** Records for the task follows **

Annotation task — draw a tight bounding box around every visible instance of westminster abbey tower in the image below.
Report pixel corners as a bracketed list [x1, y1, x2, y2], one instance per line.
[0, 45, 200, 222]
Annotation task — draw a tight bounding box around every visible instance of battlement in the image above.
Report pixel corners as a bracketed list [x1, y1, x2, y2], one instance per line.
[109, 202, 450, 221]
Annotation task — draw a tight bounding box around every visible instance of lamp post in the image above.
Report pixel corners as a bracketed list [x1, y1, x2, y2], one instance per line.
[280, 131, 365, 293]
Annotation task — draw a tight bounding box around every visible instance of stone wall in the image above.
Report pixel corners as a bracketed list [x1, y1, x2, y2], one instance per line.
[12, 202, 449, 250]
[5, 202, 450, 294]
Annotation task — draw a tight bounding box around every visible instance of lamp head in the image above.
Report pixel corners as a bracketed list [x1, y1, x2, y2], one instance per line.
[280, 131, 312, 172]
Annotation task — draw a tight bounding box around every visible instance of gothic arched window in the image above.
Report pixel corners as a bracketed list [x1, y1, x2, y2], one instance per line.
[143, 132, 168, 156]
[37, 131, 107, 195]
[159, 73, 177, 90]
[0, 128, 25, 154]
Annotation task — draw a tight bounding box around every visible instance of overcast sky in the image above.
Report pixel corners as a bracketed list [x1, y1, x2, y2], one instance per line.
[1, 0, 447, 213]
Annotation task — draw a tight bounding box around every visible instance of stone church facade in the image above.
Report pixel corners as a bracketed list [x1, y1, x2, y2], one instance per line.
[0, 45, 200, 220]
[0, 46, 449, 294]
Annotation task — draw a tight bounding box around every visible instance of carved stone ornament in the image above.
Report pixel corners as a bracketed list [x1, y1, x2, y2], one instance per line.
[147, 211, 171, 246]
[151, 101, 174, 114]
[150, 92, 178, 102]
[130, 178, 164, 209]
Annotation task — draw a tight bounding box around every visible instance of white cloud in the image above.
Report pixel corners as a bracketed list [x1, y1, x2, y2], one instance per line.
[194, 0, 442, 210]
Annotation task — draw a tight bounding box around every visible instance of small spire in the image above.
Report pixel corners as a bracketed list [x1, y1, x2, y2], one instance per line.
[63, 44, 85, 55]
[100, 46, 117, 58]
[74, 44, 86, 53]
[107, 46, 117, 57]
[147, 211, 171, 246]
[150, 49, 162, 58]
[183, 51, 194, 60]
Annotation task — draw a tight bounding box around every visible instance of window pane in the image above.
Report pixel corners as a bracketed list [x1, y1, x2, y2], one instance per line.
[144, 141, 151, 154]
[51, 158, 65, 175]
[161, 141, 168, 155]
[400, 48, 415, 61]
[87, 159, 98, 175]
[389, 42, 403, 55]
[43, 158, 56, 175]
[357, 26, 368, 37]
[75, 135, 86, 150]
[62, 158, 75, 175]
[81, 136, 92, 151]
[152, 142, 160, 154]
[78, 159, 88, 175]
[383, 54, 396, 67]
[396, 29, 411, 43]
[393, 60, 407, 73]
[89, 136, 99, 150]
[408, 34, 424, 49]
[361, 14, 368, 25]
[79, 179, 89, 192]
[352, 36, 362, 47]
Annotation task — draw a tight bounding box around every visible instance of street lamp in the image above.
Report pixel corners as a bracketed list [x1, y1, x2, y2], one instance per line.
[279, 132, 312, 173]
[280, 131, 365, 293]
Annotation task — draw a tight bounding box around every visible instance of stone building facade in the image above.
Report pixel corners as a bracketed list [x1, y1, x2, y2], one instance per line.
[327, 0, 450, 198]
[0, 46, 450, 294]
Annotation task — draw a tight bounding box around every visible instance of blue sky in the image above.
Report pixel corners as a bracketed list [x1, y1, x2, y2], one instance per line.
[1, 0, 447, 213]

** End of Records for the task **

Aim of the task
The whole set of records needs to be written out exactly.

Response to the task
Annotation task — draw a tight bounding box around every visible instance of westminster abbey tower in the image below.
Report pixel corners as a bracketed list [x1, y1, x2, y2], one instance per line.
[0, 45, 200, 222]
Annotation task — draw a tight bounding box around every visible instance of battlement in the image above.
Report pixel corners as a bracketed list [x1, y1, x2, y2], one instance per line.
[109, 202, 450, 221]
Annotation task — draw a tight bounding box around every visible instance of lamp post in the image above.
Report pixel corners as a bracketed list [x1, y1, x2, y2], one instance per line.
[280, 131, 365, 293]
Annotation task — draw a tight bounding box around every visible instance of stone wall in the image above.
Report pixel corners as a bracketed list [x1, y1, x2, y2], one instance per line.
[12, 202, 449, 250]
[5, 202, 450, 294]
Annotation task — draw a tight bounding box around every visible instance of lamp head in the image above.
Report pixel corners as a bracketed list [x1, y1, x2, y2], one instance per line.
[280, 131, 312, 172]
Annotation task — draw a tight bounding box around every visible instance of gothic arched window in the image above.
Report pixel corners as a bracketed list [x1, y1, x2, y2], one instance per line.
[143, 132, 168, 156]
[37, 131, 107, 195]
[159, 73, 177, 90]
[0, 128, 25, 154]
Annotation task — draw a tight bounding box around every visible instance of overcast sky in the image above.
Report pixel corners as a bracketed list [x1, y1, x2, y2], one instance per line.
[1, 0, 447, 213]
Annotation task — draw a tight bounding box around every visible instance of stone church facade in the image above.
Report pixel corners as a bracketed list [x1, y1, x2, y2], one instance per line.
[0, 45, 200, 220]
[0, 46, 449, 294]
Annotation task — draw a tight bounding box around every visible instance of carved stone ornament in the image above.
Report pixel corners as a bracketed list [x1, y1, x2, y2], one instance per line.
[147, 211, 171, 246]
[151, 101, 174, 114]
[150, 92, 178, 102]
[130, 178, 164, 209]
Annotation task — draw a tight bounding box around every visible instance of white cloud in the image above.
Report pixel corners as a bracketed list [x1, y1, x2, y2], one instance per line.
[194, 0, 442, 210]
Annotation task — draw a tight bounding box around every visible instance of small spire in the image above.
Report pixel corners as a bracketed list [x1, y1, x2, y2], one instance per line.
[63, 44, 85, 55]
[100, 46, 117, 58]
[74, 44, 86, 53]
[107, 46, 117, 57]
[147, 211, 171, 246]
[150, 49, 162, 58]
[183, 51, 194, 60]
Annotation task — draw a tight bounding box around every visible instance of window pane in the image above.
Report pixel corners as a bracketed list [x1, y1, x2, y2], one instance per line.
[144, 141, 151, 154]
[51, 158, 65, 175]
[161, 141, 168, 155]
[400, 48, 415, 61]
[87, 159, 98, 175]
[389, 42, 403, 55]
[43, 158, 56, 175]
[357, 26, 368, 37]
[75, 135, 86, 150]
[62, 158, 75, 175]
[81, 136, 92, 151]
[152, 142, 160, 154]
[78, 159, 88, 175]
[383, 54, 396, 67]
[396, 29, 411, 43]
[393, 60, 407, 73]
[89, 136, 99, 150]
[408, 34, 424, 49]
[361, 14, 368, 25]
[79, 179, 89, 192]
[352, 36, 362, 47]
Annotation task — draw a tight bounding box around every visible instance of street lamp in the image above.
Report pixel corners as a bracketed list [x1, y1, x2, y2], one instance per line.
[279, 132, 312, 173]
[280, 131, 365, 293]
Annotation task — draw a tight bounding box around every visible instance of stone building facade in the image above.
Report pixel corners as a bracketed list [x1, y1, x2, y2], one instance per line.
[327, 0, 450, 198]
[0, 46, 450, 294]
Annotation task — draw a tight bounding box around every visible instance of blue sky in the image above.
Report pixel corners as a bracketed list [x1, y1, x2, y2], one instance per line.
[1, 0, 447, 213]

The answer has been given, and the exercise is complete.